◆ **SUPPLIED DATA**
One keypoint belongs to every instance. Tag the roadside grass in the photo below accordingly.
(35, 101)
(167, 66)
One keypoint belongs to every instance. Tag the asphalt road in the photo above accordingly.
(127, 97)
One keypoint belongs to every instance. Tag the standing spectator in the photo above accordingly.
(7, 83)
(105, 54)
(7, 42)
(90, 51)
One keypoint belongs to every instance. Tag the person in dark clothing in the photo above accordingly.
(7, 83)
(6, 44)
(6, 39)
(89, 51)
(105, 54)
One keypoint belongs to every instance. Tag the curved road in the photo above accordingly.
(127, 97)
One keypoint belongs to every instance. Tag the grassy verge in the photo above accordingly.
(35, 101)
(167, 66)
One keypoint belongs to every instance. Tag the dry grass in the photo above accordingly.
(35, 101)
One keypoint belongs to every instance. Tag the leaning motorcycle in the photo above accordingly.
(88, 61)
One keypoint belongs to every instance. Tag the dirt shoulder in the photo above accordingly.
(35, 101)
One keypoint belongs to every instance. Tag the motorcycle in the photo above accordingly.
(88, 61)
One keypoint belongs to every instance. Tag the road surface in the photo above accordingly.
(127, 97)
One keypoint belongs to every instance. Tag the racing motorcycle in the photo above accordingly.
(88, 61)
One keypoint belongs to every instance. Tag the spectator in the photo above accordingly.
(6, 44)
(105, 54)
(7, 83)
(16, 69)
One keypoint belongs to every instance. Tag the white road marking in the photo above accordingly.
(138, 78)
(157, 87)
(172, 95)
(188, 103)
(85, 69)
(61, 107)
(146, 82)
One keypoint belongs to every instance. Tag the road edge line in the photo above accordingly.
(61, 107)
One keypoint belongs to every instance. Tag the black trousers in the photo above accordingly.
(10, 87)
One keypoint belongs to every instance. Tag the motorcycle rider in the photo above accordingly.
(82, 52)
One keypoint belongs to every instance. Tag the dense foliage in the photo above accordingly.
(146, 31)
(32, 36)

◆ **WORK ITEM**
Your task is to reproduce the whole listing exactly.

◆ **EXPECTED OUTPUT**
One keypoint belongs to every instance. Tag the roadside grass in the photo below accordingly.
(35, 101)
(167, 66)
One keypoint belongs to every instance. Tag the asphalt road in the photo above accordingly.
(127, 97)
One keypoint belongs to every instance. Tag the standing spectator in the photo above accordingly.
(7, 83)
(105, 54)
(7, 42)
(90, 51)
One keypoint belongs to every instance. Tag the person in dark clothing in the photo above accordingly.
(7, 83)
(6, 44)
(6, 39)
(89, 51)
(105, 54)
One keypoint belongs to every instance. Tag the curved road in the photo above accordingly.
(127, 97)
One keypoint belongs to every instance. Tag the grassy verge in the photo above accordingly.
(35, 101)
(167, 66)
One keypoint belongs to every instance. Tag the dry grass in the photo above accordingly.
(35, 101)
One keypoint belongs to every instance. Tag the leaning motorcycle in the photo above accordingly.
(88, 61)
One keypoint belongs to every instance. Tag the dirt shoulder in the photo above accordingly.
(35, 101)
One keypoint belongs to every instance. Tag the motorcycle in the photo above accordingly.
(88, 61)
One keypoint belongs to every instance. Tag the road surface in the photo above accordingly.
(127, 97)
One keypoint belongs to every instance. Tag the racing motorcycle in the photo above accordingly.
(88, 61)
One keypoint belongs to every instance. Tag the spectator in the photo above accordingly.
(6, 44)
(105, 54)
(7, 83)
(16, 69)
One keypoint belongs to every instance. Tag the white road marking in the photo above accordingly.
(138, 78)
(157, 87)
(172, 95)
(188, 103)
(85, 69)
(61, 107)
(146, 82)
One keypoint belongs to every instance. Tag the road edge line in the photo above accordingly.
(61, 107)
One keypoint belongs to every instance. Tag the black trousers in the photo above accordingly.
(10, 87)
One keypoint belongs to every instance. Tag the motorcycle rider in the photo above accordingly.
(82, 52)
One keypoint belongs to every instance. Tag the dense foliage in the photo above accordingly.
(146, 31)
(32, 36)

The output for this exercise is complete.